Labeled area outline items
::::::::

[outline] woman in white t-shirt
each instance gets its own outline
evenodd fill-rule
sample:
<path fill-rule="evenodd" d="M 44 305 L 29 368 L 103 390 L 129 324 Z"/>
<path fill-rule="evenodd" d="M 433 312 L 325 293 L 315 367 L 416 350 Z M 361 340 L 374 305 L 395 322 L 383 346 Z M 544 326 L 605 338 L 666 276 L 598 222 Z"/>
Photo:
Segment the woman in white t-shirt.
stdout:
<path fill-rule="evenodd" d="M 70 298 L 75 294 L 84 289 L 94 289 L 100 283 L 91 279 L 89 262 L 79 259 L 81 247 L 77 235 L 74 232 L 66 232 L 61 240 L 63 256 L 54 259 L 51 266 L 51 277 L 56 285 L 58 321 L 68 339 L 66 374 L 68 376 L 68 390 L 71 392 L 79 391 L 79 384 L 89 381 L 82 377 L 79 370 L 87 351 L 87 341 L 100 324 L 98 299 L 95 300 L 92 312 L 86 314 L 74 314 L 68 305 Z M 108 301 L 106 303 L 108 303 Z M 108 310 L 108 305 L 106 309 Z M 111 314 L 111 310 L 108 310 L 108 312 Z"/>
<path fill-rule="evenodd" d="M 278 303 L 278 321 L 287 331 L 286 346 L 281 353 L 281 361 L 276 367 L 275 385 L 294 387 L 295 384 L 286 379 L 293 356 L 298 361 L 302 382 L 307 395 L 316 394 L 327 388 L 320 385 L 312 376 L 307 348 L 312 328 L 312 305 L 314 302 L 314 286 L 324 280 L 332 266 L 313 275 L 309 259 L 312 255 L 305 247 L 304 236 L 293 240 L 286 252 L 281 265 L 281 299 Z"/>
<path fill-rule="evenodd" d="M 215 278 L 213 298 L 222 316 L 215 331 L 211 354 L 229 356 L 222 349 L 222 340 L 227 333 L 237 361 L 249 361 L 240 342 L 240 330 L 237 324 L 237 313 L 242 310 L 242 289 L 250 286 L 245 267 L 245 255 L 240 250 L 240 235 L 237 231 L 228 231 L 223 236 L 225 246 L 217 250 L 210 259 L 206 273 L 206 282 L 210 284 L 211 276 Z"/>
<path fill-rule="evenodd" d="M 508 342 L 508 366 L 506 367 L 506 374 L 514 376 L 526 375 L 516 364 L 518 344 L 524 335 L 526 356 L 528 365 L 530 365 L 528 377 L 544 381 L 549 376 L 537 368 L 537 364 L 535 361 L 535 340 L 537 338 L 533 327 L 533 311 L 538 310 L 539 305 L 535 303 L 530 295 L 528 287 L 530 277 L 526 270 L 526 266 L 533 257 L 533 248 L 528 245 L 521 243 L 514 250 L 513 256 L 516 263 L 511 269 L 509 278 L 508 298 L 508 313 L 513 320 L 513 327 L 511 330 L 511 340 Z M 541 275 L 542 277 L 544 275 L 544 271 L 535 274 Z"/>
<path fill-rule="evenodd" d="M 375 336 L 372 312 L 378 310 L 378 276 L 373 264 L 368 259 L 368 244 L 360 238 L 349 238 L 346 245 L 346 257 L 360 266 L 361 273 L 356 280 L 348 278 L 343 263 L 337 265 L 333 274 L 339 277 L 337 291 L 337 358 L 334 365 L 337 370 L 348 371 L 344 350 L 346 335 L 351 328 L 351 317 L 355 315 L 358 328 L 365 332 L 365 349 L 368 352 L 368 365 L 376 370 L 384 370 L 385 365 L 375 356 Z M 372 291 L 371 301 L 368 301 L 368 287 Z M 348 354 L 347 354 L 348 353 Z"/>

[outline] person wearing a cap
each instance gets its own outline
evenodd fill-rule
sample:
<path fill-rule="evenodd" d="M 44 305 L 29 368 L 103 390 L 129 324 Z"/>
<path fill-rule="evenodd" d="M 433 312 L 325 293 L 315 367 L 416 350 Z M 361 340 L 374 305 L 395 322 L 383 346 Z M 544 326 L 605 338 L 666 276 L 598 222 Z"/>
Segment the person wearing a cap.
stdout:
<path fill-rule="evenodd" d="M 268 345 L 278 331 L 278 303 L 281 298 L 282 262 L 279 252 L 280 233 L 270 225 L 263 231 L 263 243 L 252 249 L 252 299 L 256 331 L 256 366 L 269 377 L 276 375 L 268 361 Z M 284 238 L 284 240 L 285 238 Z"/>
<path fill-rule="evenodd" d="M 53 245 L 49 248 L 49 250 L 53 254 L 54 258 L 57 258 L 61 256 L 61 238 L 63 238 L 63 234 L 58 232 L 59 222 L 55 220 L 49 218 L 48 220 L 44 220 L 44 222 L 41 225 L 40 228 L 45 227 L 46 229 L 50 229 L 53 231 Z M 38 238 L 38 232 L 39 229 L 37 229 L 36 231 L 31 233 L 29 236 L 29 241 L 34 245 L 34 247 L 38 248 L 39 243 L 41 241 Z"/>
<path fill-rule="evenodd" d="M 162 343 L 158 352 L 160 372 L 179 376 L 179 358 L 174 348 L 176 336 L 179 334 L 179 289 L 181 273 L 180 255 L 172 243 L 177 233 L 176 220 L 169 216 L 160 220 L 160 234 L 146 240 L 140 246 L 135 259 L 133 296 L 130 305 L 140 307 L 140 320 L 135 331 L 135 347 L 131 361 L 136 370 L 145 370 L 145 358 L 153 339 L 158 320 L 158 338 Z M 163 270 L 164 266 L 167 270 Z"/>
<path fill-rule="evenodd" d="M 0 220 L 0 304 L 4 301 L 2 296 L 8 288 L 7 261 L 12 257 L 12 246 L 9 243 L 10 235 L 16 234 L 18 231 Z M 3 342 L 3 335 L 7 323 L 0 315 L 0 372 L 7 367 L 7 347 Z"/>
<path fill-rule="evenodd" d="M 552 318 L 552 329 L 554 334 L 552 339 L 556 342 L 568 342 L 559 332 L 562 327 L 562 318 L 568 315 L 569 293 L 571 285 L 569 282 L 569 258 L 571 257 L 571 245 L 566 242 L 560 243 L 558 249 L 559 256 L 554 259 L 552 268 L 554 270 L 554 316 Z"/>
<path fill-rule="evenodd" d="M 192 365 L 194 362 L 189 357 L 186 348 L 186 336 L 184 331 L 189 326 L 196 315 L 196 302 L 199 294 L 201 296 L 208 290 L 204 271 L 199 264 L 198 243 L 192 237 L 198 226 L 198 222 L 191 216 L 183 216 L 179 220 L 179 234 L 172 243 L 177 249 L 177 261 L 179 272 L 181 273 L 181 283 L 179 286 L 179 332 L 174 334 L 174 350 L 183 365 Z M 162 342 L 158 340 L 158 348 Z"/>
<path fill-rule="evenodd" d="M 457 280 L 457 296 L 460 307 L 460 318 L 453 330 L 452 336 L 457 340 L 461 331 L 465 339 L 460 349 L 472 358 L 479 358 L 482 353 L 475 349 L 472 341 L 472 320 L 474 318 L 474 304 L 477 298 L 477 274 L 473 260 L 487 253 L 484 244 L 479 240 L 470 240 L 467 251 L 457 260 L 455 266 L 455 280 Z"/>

::::::::

Update the data above by swapping "its own outline" for "a separate outline" wherever it appears, keeping everything else unchanged.

[outline] woman in white t-shirt
each instance gets a separate outline
evenodd fill-rule
sample:
<path fill-rule="evenodd" d="M 44 305 L 29 368 L 103 390 L 129 324 Z"/>
<path fill-rule="evenodd" d="M 433 312 L 325 293 L 315 367 L 416 350 Z M 361 340 L 374 305 L 395 322 L 383 346 Z M 544 326 L 605 338 L 666 276 L 598 222 Z"/>
Photo:
Segment the woman in white t-shirt.
stdout:
<path fill-rule="evenodd" d="M 70 298 L 75 294 L 84 289 L 94 289 L 100 283 L 91 279 L 89 262 L 79 259 L 81 247 L 77 235 L 74 232 L 66 232 L 61 240 L 63 256 L 54 259 L 51 266 L 51 277 L 56 285 L 58 321 L 68 339 L 66 374 L 68 376 L 68 390 L 71 392 L 79 391 L 79 384 L 89 381 L 82 377 L 79 370 L 87 351 L 87 341 L 100 324 L 98 299 L 95 300 L 92 312 L 86 314 L 74 314 L 68 305 Z M 108 301 L 106 303 L 108 303 Z M 108 310 L 108 305 L 106 309 Z M 111 314 L 111 310 L 108 310 L 108 312 Z"/>
<path fill-rule="evenodd" d="M 278 303 L 278 321 L 287 331 L 286 346 L 281 353 L 281 361 L 276 367 L 275 385 L 294 387 L 295 384 L 286 379 L 293 356 L 298 361 L 302 382 L 307 395 L 316 394 L 327 388 L 320 385 L 312 376 L 307 348 L 312 328 L 312 305 L 314 302 L 314 286 L 324 280 L 332 266 L 313 275 L 309 259 L 312 255 L 305 247 L 304 236 L 293 240 L 286 252 L 281 265 L 281 299 Z"/>
<path fill-rule="evenodd" d="M 215 278 L 213 298 L 222 316 L 215 331 L 211 354 L 229 356 L 222 349 L 222 340 L 227 333 L 237 361 L 249 361 L 240 342 L 240 330 L 237 324 L 237 313 L 242 310 L 242 289 L 250 286 L 245 267 L 245 255 L 240 250 L 240 235 L 237 231 L 228 231 L 223 236 L 225 246 L 217 250 L 210 259 L 206 273 L 206 282 L 210 284 L 211 276 Z"/>
<path fill-rule="evenodd" d="M 508 342 L 508 366 L 506 367 L 506 374 L 514 376 L 526 375 L 516 364 L 518 344 L 524 335 L 526 356 L 528 365 L 530 365 L 528 377 L 544 381 L 549 376 L 537 368 L 537 364 L 535 361 L 535 340 L 537 338 L 533 327 L 533 311 L 538 310 L 539 305 L 535 303 L 530 295 L 528 287 L 530 277 L 526 270 L 526 266 L 533 257 L 533 248 L 528 245 L 521 243 L 514 250 L 513 256 L 516 263 L 511 269 L 509 278 L 508 298 L 508 313 L 513 320 L 513 327 L 511 330 L 511 340 Z M 541 275 L 542 277 L 544 275 L 544 271 L 535 274 Z"/>
<path fill-rule="evenodd" d="M 375 336 L 372 312 L 378 310 L 378 276 L 373 264 L 368 259 L 368 244 L 360 238 L 349 238 L 346 245 L 346 257 L 360 266 L 361 273 L 356 280 L 348 278 L 343 263 L 337 265 L 333 274 L 339 277 L 337 291 L 337 358 L 334 365 L 337 370 L 348 371 L 344 350 L 346 335 L 351 328 L 351 317 L 355 315 L 358 328 L 365 332 L 365 349 L 368 352 L 368 365 L 376 370 L 384 370 L 385 365 L 375 356 Z M 372 291 L 371 301 L 368 301 L 368 287 Z M 348 354 L 347 354 L 348 353 Z"/>

[outline] person wearing a cap
each instance gets a separate outline
evenodd fill-rule
sample:
<path fill-rule="evenodd" d="M 44 305 L 29 368 L 103 390 L 129 324 Z"/>
<path fill-rule="evenodd" d="M 433 312 L 325 293 L 315 367 L 416 350 Z M 361 340 L 374 305 L 395 322 L 383 346 Z M 544 326 L 605 338 L 666 276 L 598 222 Z"/>
Segment the person wearing a cap.
stdout:
<path fill-rule="evenodd" d="M 268 345 L 278 331 L 278 303 L 281 298 L 282 262 L 279 252 L 280 233 L 270 225 L 263 231 L 263 243 L 252 249 L 252 299 L 256 331 L 256 366 L 269 377 L 276 375 L 268 361 Z M 284 238 L 284 240 L 285 238 Z"/>
<path fill-rule="evenodd" d="M 53 245 L 49 248 L 49 250 L 53 254 L 54 258 L 57 258 L 61 256 L 61 238 L 63 238 L 63 234 L 58 232 L 59 222 L 55 220 L 49 218 L 48 220 L 44 220 L 44 222 L 41 225 L 40 228 L 45 227 L 46 229 L 50 229 L 53 231 Z M 38 238 L 38 232 L 39 229 L 37 229 L 36 231 L 31 233 L 29 236 L 29 241 L 34 245 L 34 247 L 38 248 L 39 243 L 41 241 Z"/>
<path fill-rule="evenodd" d="M 162 343 L 158 352 L 160 372 L 179 376 L 179 358 L 174 348 L 176 336 L 179 334 L 179 289 L 181 273 L 180 255 L 172 243 L 177 233 L 176 220 L 169 216 L 160 220 L 160 234 L 146 240 L 140 246 L 135 259 L 133 296 L 130 305 L 140 307 L 140 320 L 135 331 L 135 347 L 131 361 L 136 370 L 145 370 L 145 358 L 153 339 L 158 320 L 158 338 Z M 163 270 L 164 266 L 167 270 Z"/>
<path fill-rule="evenodd" d="M 0 220 L 0 304 L 4 301 L 2 296 L 8 288 L 7 261 L 12 257 L 12 246 L 9 243 L 10 235 L 16 234 L 18 231 Z M 3 342 L 3 335 L 7 323 L 0 315 L 0 372 L 7 367 L 7 347 Z"/>
<path fill-rule="evenodd" d="M 552 318 L 552 329 L 554 334 L 552 339 L 556 342 L 568 342 L 559 332 L 562 327 L 562 318 L 568 315 L 569 293 L 571 285 L 569 282 L 569 258 L 571 257 L 571 245 L 566 242 L 560 243 L 558 249 L 559 256 L 554 259 L 552 268 L 554 270 L 554 316 Z"/>
<path fill-rule="evenodd" d="M 192 365 L 194 362 L 189 357 L 186 348 L 186 336 L 184 331 L 189 326 L 196 315 L 196 302 L 199 294 L 201 296 L 208 290 L 204 271 L 199 264 L 198 243 L 192 237 L 198 226 L 198 222 L 191 216 L 183 216 L 179 220 L 179 234 L 172 243 L 177 249 L 177 261 L 179 272 L 181 273 L 181 283 L 179 286 L 179 332 L 174 334 L 174 350 L 183 365 Z M 162 342 L 158 340 L 158 348 Z"/>
<path fill-rule="evenodd" d="M 457 280 L 457 296 L 460 307 L 460 318 L 453 330 L 452 336 L 457 340 L 461 331 L 465 339 L 460 349 L 472 358 L 479 358 L 482 353 L 475 349 L 472 341 L 472 320 L 474 318 L 474 304 L 477 298 L 477 274 L 473 260 L 487 253 L 484 244 L 479 240 L 470 240 L 467 251 L 457 260 L 455 266 L 455 280 Z"/>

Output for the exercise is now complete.